Task goal >> Copy, from the entries below, each line where the word "lamp" can be found.

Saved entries
╔══
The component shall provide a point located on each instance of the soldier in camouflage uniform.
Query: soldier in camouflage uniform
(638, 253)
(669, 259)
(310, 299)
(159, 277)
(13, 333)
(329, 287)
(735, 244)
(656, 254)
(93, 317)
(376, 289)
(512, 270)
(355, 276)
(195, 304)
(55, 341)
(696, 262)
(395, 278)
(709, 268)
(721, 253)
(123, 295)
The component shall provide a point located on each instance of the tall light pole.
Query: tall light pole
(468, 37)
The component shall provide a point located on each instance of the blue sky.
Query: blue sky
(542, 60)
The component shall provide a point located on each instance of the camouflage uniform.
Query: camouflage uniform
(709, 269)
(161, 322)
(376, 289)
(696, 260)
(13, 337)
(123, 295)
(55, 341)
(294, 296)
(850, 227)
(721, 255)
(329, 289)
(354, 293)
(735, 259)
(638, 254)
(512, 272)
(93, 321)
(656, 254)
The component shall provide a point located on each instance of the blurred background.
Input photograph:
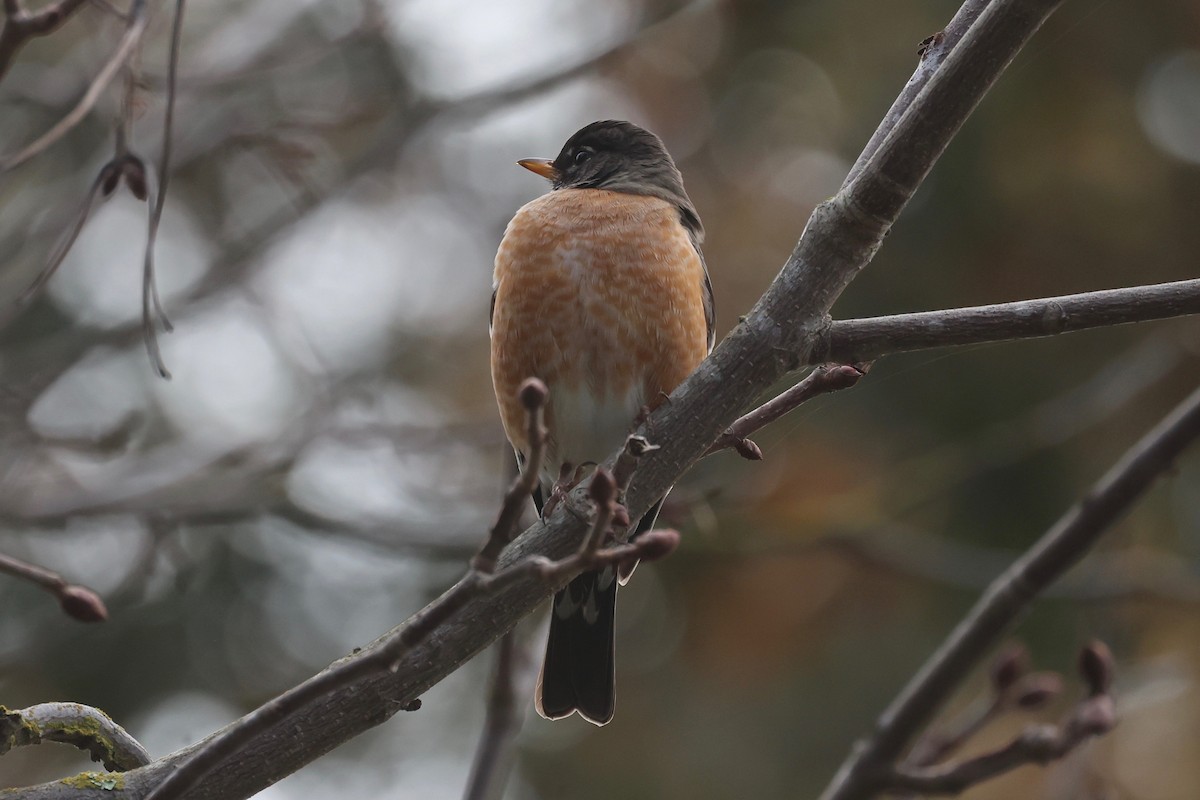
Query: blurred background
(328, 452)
╚══
╔══
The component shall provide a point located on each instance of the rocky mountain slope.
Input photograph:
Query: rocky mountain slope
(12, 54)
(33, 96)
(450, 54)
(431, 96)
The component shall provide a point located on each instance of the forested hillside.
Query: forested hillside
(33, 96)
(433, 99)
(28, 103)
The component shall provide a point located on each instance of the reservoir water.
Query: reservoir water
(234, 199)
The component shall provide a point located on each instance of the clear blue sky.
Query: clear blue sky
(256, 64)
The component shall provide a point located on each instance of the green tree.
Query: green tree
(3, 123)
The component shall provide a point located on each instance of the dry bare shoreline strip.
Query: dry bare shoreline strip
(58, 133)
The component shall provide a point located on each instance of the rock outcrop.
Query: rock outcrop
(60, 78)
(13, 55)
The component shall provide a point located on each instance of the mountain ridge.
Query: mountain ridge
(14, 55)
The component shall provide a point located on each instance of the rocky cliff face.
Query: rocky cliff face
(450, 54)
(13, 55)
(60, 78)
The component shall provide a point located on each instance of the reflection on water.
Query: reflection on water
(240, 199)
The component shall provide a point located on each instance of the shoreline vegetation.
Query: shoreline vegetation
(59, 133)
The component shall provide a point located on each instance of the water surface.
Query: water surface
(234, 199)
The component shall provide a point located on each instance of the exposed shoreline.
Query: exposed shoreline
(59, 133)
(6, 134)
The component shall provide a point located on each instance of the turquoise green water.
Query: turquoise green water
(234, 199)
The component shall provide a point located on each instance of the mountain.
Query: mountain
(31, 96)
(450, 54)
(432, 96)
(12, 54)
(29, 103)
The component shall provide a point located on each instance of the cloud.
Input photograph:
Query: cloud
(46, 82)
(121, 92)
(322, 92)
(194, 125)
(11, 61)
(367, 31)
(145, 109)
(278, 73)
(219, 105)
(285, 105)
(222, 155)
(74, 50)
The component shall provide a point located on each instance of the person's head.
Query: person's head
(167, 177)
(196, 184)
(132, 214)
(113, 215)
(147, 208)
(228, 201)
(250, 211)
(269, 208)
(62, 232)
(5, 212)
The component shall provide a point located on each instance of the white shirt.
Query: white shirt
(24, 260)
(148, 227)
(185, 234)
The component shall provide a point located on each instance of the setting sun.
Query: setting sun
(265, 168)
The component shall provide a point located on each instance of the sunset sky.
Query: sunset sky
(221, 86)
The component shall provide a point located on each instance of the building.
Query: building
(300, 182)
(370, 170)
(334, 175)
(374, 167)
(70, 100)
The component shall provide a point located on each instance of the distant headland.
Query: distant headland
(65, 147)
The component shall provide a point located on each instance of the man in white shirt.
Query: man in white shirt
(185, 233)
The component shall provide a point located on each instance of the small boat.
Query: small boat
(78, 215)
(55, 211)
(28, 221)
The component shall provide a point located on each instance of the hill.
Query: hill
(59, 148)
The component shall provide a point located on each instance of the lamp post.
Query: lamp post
╚══
╔══
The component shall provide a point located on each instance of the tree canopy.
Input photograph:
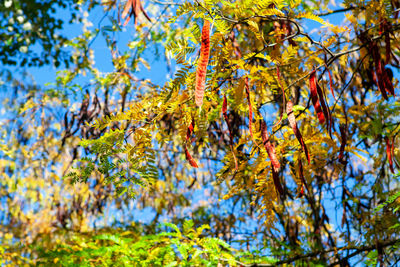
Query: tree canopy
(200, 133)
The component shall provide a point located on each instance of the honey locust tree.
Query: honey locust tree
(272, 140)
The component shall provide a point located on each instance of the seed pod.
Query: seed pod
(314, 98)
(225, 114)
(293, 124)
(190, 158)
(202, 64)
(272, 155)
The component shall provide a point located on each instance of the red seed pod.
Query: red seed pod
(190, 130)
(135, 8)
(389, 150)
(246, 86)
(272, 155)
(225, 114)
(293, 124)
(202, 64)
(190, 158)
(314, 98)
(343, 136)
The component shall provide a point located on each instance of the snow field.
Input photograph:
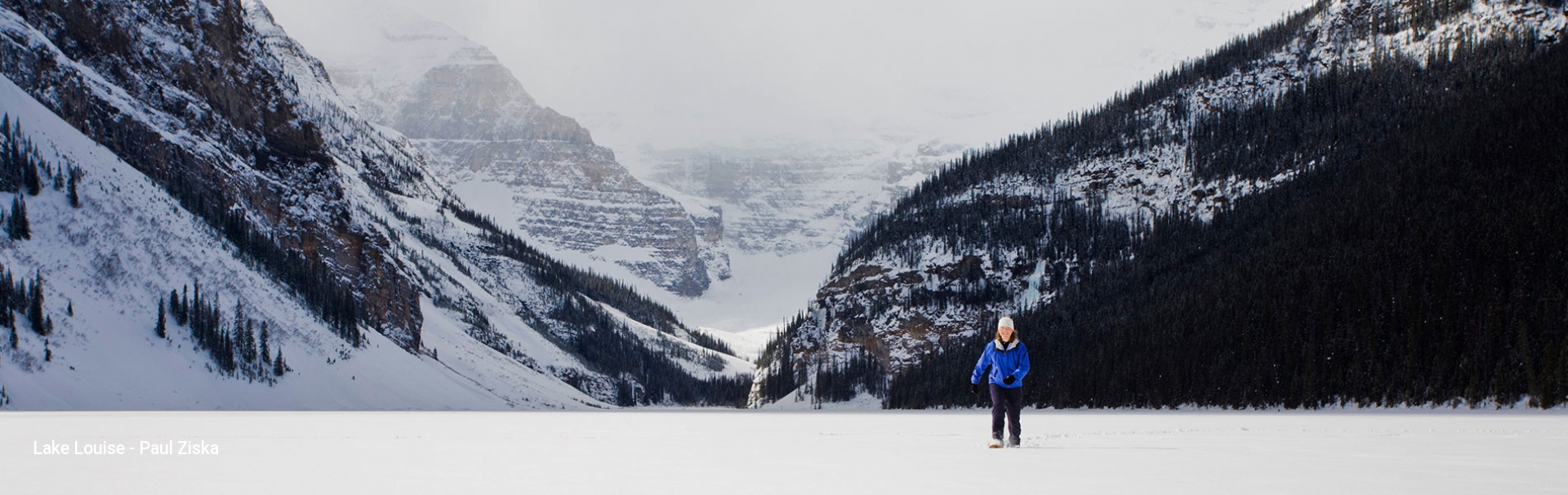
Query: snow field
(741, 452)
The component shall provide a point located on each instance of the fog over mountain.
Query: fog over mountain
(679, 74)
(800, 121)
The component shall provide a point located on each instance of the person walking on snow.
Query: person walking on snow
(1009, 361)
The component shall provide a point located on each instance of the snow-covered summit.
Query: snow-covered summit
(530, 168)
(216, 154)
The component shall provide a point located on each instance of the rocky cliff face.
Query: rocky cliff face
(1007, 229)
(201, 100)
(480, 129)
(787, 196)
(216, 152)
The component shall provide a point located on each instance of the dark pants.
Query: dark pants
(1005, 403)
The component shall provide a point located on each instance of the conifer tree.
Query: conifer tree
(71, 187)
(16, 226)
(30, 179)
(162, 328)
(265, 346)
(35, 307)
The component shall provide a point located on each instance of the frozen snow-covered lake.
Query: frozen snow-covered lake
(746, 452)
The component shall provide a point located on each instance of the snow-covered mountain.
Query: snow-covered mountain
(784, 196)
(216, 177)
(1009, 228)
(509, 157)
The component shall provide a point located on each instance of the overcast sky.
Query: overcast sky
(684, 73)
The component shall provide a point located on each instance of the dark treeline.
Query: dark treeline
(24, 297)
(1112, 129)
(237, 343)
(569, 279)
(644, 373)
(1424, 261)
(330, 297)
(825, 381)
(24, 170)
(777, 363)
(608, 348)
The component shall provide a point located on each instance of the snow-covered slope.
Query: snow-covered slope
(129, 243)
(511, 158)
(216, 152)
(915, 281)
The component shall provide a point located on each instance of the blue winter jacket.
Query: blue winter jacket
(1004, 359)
╚══
Result below >>
The component shall provide a point located on each instance of the lamp post.
Query: lamp post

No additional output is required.